◆ What the task asks: Below are the entries; return every line among them that holds the word "silhouetted".
^^^^^^^^^^^^^^^^
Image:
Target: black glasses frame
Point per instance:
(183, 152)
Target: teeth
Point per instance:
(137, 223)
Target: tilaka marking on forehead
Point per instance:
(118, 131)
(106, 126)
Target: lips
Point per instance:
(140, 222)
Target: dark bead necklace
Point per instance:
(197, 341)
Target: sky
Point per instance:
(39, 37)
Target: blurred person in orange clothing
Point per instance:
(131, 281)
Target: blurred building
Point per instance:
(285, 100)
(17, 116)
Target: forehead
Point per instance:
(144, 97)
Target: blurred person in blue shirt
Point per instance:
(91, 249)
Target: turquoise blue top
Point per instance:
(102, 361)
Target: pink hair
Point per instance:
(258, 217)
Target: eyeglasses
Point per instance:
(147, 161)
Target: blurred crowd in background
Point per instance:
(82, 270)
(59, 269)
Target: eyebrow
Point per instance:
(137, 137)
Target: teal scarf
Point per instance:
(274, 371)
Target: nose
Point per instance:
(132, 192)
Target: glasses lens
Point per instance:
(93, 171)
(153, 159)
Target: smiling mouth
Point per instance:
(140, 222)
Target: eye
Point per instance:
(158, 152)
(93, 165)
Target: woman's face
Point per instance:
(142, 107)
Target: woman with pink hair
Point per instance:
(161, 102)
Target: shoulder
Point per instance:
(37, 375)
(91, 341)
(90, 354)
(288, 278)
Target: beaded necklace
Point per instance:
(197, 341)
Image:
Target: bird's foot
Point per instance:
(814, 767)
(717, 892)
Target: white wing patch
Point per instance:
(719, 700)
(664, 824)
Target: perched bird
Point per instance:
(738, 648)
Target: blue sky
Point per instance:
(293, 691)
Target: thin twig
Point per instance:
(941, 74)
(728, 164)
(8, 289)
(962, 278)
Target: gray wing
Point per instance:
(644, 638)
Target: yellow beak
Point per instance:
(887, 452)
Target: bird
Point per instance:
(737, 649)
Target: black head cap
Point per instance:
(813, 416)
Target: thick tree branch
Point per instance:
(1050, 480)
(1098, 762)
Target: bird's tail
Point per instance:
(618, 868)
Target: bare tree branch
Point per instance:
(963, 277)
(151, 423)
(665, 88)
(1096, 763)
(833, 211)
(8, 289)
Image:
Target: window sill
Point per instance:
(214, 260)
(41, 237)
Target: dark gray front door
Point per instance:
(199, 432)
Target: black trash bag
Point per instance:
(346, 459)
^^^^^^^^^^^^^^^^
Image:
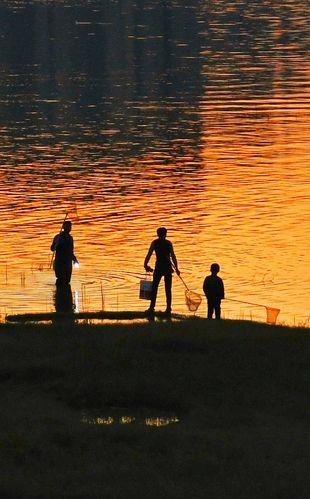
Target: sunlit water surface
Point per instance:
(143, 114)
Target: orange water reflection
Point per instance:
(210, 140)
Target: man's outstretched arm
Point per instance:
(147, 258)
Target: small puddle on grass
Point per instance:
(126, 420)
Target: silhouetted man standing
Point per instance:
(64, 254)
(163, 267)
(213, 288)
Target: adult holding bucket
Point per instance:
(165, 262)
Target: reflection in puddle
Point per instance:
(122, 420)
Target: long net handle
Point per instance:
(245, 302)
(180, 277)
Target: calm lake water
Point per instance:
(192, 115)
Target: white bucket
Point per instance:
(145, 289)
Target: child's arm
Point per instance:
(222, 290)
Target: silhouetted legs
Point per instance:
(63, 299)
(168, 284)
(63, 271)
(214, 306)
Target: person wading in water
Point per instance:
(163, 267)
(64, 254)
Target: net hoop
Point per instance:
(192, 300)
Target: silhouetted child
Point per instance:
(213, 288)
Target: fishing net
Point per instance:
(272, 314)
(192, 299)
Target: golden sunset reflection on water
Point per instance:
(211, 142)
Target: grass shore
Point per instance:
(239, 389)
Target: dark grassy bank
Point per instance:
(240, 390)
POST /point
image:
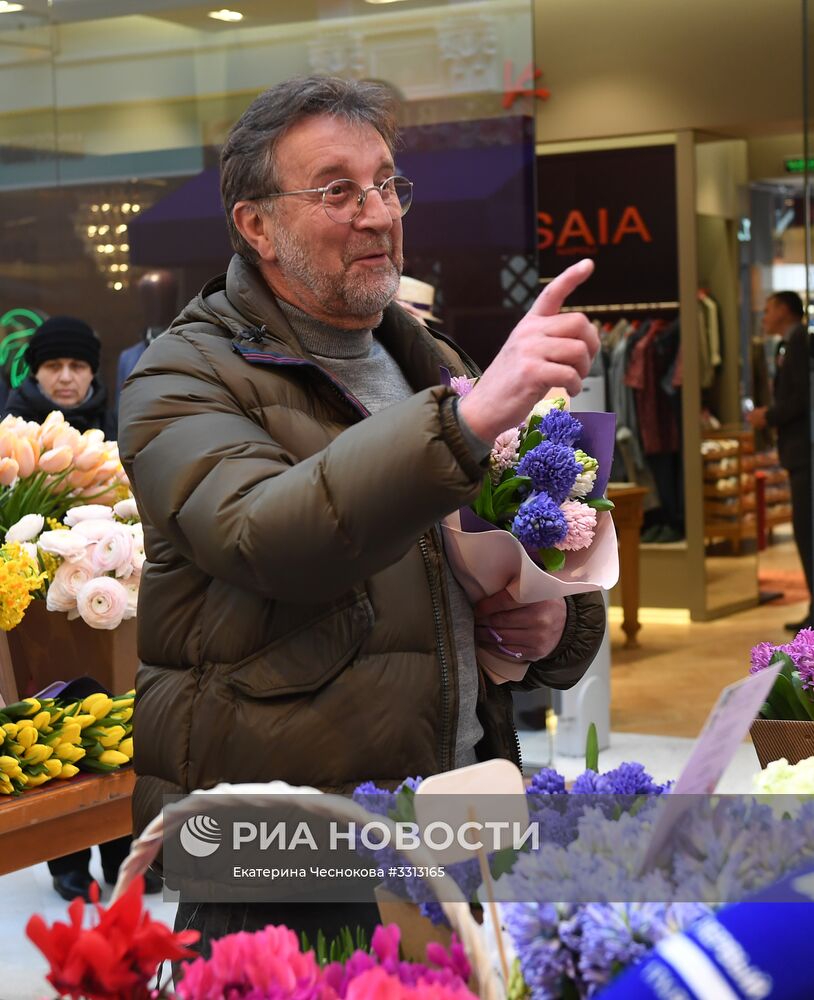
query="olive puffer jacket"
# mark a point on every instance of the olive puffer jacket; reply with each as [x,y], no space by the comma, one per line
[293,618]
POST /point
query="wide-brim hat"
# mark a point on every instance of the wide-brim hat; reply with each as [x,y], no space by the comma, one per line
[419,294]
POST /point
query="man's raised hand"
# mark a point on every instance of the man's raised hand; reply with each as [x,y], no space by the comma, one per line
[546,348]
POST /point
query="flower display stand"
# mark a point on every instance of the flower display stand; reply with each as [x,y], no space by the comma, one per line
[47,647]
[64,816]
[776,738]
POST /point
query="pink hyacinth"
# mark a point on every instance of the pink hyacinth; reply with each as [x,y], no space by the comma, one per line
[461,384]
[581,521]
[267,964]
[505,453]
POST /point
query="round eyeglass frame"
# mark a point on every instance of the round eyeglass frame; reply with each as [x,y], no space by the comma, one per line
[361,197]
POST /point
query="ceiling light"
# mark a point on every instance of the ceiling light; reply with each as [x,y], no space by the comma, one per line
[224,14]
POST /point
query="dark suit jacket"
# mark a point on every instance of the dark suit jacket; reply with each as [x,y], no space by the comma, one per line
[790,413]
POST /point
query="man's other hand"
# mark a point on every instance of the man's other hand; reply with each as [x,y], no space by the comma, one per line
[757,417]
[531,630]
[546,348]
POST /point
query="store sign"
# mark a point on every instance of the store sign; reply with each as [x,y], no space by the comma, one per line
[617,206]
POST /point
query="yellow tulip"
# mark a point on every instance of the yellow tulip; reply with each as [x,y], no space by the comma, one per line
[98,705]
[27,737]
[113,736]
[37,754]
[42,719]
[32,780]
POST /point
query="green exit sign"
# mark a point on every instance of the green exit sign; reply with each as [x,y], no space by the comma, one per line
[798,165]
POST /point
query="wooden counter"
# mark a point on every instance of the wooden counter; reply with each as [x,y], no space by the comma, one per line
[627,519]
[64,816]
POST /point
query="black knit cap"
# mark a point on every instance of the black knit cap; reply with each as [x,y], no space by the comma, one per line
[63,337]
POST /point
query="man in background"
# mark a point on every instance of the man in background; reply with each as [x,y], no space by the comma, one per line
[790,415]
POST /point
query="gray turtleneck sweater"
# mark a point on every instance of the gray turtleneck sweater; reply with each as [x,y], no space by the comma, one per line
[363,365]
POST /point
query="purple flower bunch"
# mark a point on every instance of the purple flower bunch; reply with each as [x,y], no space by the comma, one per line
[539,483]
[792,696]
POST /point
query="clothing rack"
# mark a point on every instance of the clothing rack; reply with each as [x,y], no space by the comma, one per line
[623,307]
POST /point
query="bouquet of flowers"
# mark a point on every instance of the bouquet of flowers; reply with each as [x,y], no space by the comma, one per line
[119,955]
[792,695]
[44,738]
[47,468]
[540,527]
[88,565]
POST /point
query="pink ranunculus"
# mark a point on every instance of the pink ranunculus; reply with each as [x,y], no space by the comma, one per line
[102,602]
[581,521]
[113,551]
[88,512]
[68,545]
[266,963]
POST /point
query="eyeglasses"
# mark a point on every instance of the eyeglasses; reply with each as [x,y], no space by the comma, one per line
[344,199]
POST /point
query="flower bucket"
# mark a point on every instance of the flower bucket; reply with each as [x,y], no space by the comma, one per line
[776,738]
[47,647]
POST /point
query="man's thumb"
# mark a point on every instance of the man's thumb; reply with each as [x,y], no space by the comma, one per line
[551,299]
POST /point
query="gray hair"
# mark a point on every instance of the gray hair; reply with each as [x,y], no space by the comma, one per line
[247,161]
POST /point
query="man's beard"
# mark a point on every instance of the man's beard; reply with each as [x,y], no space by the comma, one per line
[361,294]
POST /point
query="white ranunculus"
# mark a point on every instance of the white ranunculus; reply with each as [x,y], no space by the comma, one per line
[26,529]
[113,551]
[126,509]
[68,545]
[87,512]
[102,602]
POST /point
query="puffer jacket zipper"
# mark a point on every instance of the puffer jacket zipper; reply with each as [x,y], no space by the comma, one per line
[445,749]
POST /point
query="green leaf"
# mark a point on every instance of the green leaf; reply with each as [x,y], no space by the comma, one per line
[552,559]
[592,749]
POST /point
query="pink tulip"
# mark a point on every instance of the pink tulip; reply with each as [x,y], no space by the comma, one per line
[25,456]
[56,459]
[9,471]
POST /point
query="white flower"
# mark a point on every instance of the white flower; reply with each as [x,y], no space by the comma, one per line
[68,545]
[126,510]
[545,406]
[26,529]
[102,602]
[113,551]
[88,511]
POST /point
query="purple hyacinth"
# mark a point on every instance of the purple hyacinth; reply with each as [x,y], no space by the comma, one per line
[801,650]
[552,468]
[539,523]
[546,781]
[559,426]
^^^^^^^^^^^^^^^^
◆ Answer box:
Target: silhouetted man standing
Target: silhouetted legs
Target: silhouetted child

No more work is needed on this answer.